▸ The problem
Write out all of the entries exactly, please.

▸ Given entries

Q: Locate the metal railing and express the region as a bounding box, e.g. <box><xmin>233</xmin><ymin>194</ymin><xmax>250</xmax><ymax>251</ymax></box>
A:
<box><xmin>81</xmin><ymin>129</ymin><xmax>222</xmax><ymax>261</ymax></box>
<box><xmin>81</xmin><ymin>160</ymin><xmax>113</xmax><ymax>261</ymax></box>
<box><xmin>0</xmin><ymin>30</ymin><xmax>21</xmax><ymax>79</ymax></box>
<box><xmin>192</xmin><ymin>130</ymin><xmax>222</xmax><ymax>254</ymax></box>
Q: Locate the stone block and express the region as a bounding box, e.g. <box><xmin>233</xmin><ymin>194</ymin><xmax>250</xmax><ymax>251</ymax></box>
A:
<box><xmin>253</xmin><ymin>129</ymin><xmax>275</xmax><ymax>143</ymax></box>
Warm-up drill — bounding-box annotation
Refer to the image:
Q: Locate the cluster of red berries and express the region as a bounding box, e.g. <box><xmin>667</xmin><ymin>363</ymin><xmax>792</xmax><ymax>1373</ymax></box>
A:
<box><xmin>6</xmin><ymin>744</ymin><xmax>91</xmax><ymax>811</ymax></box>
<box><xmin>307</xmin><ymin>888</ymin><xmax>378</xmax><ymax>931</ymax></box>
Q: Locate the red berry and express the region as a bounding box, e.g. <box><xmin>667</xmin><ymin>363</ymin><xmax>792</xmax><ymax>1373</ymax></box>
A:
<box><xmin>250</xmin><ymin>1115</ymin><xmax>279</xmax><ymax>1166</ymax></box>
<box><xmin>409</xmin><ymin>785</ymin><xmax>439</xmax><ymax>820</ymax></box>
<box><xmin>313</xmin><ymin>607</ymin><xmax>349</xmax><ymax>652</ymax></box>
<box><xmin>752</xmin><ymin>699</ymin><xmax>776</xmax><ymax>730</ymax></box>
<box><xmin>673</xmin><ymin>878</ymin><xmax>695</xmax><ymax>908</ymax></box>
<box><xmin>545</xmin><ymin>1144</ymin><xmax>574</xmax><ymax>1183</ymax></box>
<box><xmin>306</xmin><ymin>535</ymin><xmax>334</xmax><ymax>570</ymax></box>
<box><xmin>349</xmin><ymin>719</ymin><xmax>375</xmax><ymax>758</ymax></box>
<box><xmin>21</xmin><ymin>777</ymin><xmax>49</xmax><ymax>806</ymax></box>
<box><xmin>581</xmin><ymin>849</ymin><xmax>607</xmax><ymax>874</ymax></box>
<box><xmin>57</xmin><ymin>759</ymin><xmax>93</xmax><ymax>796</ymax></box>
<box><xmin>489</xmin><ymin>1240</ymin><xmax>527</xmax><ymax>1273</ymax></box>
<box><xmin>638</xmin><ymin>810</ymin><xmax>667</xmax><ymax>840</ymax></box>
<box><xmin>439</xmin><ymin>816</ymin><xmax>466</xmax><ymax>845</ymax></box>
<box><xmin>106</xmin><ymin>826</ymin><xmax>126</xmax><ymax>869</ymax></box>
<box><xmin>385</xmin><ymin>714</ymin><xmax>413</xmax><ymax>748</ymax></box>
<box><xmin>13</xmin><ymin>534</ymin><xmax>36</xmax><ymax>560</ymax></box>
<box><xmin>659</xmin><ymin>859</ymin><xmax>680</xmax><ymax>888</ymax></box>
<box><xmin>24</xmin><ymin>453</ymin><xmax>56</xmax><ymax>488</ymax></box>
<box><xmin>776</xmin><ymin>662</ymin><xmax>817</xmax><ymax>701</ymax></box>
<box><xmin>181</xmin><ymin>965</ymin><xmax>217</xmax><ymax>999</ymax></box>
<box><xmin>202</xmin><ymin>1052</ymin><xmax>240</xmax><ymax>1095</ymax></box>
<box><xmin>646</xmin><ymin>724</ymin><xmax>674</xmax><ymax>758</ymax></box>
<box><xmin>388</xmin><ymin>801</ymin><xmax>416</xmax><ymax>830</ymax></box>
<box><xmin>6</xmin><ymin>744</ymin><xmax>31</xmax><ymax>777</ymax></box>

▸ Task output
Q: Locate the metal railing and express the region as a bounding box, e.g. <box><xmin>233</xmin><ymin>194</ymin><xmax>250</xmax><ymax>251</ymax></box>
A:
<box><xmin>81</xmin><ymin>129</ymin><xmax>222</xmax><ymax>261</ymax></box>
<box><xmin>81</xmin><ymin>160</ymin><xmax>113</xmax><ymax>261</ymax></box>
<box><xmin>0</xmin><ymin>30</ymin><xmax>21</xmax><ymax>79</ymax></box>
<box><xmin>192</xmin><ymin>130</ymin><xmax>222</xmax><ymax>254</ymax></box>
Q: Locate the stone block and express the region as a bounding box, e.g. <box><xmin>233</xmin><ymin>194</ymin><xmax>250</xmax><ymax>251</ymax></box>
A:
<box><xmin>253</xmin><ymin>129</ymin><xmax>275</xmax><ymax>143</ymax></box>
Warm-up drill — bounding-box annotation
Refer to the image:
Q: Locate the cluster of red berries and express the region as a bounding box, e.g. <box><xmin>667</xmin><ymin>363</ymin><xmax>792</xmax><ymax>1373</ymax></box>
A:
<box><xmin>6</xmin><ymin>744</ymin><xmax>91</xmax><ymax>811</ymax></box>
<box><xmin>307</xmin><ymin>888</ymin><xmax>378</xmax><ymax>931</ymax></box>
Q: Locate the red berry and express the region as a bounding box, e.g. <box><xmin>667</xmin><ymin>363</ymin><xmax>792</xmax><ymax>1373</ymax></box>
A:
<box><xmin>250</xmin><ymin>1115</ymin><xmax>279</xmax><ymax>1166</ymax></box>
<box><xmin>409</xmin><ymin>785</ymin><xmax>439</xmax><ymax>820</ymax></box>
<box><xmin>313</xmin><ymin>607</ymin><xmax>349</xmax><ymax>652</ymax></box>
<box><xmin>752</xmin><ymin>699</ymin><xmax>776</xmax><ymax>730</ymax></box>
<box><xmin>673</xmin><ymin>878</ymin><xmax>695</xmax><ymax>908</ymax></box>
<box><xmin>545</xmin><ymin>1144</ymin><xmax>574</xmax><ymax>1183</ymax></box>
<box><xmin>306</xmin><ymin>535</ymin><xmax>334</xmax><ymax>570</ymax></box>
<box><xmin>349</xmin><ymin>719</ymin><xmax>375</xmax><ymax>758</ymax></box>
<box><xmin>21</xmin><ymin>777</ymin><xmax>49</xmax><ymax>806</ymax></box>
<box><xmin>581</xmin><ymin>849</ymin><xmax>607</xmax><ymax>874</ymax></box>
<box><xmin>57</xmin><ymin>759</ymin><xmax>93</xmax><ymax>796</ymax></box>
<box><xmin>489</xmin><ymin>1240</ymin><xmax>527</xmax><ymax>1273</ymax></box>
<box><xmin>638</xmin><ymin>810</ymin><xmax>667</xmax><ymax>840</ymax></box>
<box><xmin>439</xmin><ymin>816</ymin><xmax>466</xmax><ymax>845</ymax></box>
<box><xmin>106</xmin><ymin>826</ymin><xmax>126</xmax><ymax>869</ymax></box>
<box><xmin>385</xmin><ymin>714</ymin><xmax>413</xmax><ymax>748</ymax></box>
<box><xmin>13</xmin><ymin>534</ymin><xmax>36</xmax><ymax>560</ymax></box>
<box><xmin>659</xmin><ymin>859</ymin><xmax>680</xmax><ymax>888</ymax></box>
<box><xmin>24</xmin><ymin>453</ymin><xmax>56</xmax><ymax>488</ymax></box>
<box><xmin>776</xmin><ymin>662</ymin><xmax>817</xmax><ymax>701</ymax></box>
<box><xmin>181</xmin><ymin>965</ymin><xmax>217</xmax><ymax>999</ymax></box>
<box><xmin>202</xmin><ymin>1052</ymin><xmax>240</xmax><ymax>1095</ymax></box>
<box><xmin>646</xmin><ymin>724</ymin><xmax>674</xmax><ymax>758</ymax></box>
<box><xmin>388</xmin><ymin>801</ymin><xmax>416</xmax><ymax>830</ymax></box>
<box><xmin>6</xmin><ymin>744</ymin><xmax>31</xmax><ymax>777</ymax></box>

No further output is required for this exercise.